#### WRITTEN INSTRUCTION
Extract each line in the rows below that contains the string "steel", and copy each one in full.

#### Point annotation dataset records
━━━━━━━━

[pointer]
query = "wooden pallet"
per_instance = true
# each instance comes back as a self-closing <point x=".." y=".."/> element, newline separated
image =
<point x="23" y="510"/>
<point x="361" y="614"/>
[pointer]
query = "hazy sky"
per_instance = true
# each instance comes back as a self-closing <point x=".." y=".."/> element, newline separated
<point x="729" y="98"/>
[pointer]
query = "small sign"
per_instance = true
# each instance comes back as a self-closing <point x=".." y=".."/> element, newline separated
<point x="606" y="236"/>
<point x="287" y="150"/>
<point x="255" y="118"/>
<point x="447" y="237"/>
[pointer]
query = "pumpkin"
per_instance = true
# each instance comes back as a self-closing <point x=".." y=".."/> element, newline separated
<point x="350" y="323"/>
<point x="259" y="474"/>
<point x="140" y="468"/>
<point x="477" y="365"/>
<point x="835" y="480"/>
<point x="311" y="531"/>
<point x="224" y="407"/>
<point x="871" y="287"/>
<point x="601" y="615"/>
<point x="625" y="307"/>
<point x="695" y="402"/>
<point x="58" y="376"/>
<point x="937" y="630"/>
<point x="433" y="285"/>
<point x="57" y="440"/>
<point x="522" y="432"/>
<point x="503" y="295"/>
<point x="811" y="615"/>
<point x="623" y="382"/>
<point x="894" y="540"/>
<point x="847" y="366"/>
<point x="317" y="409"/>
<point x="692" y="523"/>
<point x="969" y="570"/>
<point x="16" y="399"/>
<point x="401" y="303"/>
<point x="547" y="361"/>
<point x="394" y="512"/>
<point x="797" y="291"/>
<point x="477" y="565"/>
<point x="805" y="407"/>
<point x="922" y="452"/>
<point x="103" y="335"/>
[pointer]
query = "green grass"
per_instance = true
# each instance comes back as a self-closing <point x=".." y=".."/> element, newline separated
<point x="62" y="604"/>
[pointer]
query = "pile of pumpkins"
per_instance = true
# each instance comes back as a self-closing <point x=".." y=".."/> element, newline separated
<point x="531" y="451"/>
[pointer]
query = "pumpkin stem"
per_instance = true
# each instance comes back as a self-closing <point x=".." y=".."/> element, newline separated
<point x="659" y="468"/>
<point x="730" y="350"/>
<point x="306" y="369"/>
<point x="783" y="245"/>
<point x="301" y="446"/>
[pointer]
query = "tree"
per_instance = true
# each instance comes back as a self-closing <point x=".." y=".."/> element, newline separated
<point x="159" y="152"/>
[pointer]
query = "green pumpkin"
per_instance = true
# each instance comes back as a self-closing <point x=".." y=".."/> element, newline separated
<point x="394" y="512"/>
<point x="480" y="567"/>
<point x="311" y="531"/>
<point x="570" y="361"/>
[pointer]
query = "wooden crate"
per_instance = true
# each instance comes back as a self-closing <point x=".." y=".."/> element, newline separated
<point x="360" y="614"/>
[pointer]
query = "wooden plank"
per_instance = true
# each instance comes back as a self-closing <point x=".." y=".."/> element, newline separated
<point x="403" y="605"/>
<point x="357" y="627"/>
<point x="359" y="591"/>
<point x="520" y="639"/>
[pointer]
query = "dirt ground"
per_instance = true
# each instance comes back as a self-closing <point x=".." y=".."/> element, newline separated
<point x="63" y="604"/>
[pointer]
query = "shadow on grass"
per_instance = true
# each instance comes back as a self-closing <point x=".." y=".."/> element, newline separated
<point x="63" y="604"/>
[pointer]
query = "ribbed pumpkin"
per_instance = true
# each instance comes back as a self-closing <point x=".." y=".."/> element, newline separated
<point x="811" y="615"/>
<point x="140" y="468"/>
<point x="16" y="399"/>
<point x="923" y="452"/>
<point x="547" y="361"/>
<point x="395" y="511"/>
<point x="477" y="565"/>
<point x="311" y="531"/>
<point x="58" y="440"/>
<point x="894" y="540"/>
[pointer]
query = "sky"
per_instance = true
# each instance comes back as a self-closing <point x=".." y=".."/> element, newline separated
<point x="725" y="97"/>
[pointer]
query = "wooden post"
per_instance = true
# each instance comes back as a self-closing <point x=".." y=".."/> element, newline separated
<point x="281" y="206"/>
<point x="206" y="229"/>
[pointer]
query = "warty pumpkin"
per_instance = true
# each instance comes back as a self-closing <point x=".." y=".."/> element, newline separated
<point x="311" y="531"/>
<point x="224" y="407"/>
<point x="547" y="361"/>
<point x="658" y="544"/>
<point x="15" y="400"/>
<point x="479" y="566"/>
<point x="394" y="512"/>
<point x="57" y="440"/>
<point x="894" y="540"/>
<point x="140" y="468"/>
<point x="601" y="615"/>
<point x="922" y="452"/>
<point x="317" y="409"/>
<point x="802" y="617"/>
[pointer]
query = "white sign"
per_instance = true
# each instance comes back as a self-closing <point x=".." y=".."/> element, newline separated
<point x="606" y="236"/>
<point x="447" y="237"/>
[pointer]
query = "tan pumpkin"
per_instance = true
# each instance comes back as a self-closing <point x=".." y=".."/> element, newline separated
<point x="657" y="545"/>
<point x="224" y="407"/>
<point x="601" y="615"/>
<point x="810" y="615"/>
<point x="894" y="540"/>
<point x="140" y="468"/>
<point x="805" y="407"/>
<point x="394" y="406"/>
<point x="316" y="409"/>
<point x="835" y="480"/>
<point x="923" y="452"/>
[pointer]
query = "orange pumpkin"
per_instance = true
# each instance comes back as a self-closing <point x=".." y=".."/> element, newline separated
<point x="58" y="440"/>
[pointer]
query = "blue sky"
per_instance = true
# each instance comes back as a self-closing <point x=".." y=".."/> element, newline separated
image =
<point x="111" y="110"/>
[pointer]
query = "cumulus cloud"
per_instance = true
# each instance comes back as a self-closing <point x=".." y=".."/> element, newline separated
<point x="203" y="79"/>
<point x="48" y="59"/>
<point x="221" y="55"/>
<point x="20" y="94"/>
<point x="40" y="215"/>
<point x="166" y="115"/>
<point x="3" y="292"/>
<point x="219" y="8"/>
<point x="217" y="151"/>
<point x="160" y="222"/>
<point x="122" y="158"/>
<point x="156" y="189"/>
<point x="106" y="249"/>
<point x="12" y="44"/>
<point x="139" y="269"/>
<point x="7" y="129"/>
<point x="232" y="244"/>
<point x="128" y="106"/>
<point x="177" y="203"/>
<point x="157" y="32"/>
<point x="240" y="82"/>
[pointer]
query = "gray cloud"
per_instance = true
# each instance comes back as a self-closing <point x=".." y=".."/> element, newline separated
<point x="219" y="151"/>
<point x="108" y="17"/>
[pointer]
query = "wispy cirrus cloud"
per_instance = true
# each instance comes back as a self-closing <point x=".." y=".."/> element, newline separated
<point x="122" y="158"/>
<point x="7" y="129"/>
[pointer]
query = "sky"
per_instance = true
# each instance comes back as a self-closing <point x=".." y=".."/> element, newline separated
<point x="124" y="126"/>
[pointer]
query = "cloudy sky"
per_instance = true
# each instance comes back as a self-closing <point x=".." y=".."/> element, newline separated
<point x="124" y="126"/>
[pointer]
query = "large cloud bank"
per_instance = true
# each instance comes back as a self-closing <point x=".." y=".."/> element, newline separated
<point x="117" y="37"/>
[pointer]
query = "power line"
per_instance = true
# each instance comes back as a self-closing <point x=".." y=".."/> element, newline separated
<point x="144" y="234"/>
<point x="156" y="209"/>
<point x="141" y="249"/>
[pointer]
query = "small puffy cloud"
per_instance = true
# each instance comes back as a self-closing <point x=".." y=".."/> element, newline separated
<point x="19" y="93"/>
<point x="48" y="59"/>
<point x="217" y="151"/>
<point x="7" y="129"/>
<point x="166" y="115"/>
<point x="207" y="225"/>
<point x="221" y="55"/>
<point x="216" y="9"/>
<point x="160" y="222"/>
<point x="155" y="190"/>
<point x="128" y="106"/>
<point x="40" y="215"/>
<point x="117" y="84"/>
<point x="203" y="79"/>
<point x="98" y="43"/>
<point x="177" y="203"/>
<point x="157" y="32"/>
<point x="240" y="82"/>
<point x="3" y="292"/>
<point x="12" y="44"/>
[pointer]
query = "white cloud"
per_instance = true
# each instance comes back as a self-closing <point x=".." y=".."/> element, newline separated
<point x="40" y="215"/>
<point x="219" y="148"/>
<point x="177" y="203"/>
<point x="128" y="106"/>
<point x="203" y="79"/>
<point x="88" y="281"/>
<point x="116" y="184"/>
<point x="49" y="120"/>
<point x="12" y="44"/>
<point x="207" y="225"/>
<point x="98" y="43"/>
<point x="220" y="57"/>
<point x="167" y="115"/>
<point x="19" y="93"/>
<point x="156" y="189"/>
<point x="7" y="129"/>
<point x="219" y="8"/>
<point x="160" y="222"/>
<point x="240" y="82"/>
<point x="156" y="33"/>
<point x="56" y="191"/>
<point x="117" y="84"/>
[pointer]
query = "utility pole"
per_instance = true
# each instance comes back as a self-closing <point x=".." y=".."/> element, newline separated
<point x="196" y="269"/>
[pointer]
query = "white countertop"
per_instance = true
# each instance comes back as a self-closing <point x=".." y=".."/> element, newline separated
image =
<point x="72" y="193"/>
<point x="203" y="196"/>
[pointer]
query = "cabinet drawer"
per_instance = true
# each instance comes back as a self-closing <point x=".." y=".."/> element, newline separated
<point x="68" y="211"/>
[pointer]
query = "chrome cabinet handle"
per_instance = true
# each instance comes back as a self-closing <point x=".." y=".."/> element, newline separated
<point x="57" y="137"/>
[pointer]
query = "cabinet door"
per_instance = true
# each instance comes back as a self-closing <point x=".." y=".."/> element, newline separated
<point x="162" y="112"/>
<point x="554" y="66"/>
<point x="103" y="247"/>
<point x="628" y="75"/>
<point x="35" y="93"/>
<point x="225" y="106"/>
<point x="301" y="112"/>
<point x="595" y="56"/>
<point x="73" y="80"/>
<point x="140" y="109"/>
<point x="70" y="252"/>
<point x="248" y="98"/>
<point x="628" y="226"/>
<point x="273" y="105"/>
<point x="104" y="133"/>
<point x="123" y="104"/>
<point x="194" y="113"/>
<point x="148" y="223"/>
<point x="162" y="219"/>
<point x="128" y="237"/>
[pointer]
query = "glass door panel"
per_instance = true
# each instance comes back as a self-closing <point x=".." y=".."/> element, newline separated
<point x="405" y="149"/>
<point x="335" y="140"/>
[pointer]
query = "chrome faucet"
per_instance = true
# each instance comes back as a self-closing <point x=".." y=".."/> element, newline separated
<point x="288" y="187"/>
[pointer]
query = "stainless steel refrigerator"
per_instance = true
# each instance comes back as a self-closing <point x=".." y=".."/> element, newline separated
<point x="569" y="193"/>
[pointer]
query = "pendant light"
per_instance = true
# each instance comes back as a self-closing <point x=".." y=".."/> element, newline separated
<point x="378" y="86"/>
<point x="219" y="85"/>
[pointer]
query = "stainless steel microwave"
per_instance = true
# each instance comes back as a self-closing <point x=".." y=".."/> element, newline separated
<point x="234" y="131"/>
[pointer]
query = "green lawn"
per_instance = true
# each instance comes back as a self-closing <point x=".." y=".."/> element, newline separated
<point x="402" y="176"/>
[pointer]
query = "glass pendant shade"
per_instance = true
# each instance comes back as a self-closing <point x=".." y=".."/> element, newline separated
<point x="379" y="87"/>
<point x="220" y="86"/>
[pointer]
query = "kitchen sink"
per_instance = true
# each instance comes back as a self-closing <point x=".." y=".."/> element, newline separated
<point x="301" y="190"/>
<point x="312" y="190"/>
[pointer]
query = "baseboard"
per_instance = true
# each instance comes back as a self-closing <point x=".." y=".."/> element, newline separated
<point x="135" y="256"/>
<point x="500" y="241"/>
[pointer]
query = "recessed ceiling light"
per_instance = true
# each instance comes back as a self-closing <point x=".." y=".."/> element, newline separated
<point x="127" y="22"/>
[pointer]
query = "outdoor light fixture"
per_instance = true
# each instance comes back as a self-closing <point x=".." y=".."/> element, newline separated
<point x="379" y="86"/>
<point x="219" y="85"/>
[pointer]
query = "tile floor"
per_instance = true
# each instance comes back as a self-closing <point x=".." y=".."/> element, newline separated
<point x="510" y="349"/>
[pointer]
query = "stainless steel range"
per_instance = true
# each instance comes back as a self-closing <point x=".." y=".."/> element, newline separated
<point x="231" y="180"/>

━━━━━━━━

#### CORRECT ANSWER
query = "stainless steel refrigerator"
query = "stainless steel microwave"
query = "stainless steel range"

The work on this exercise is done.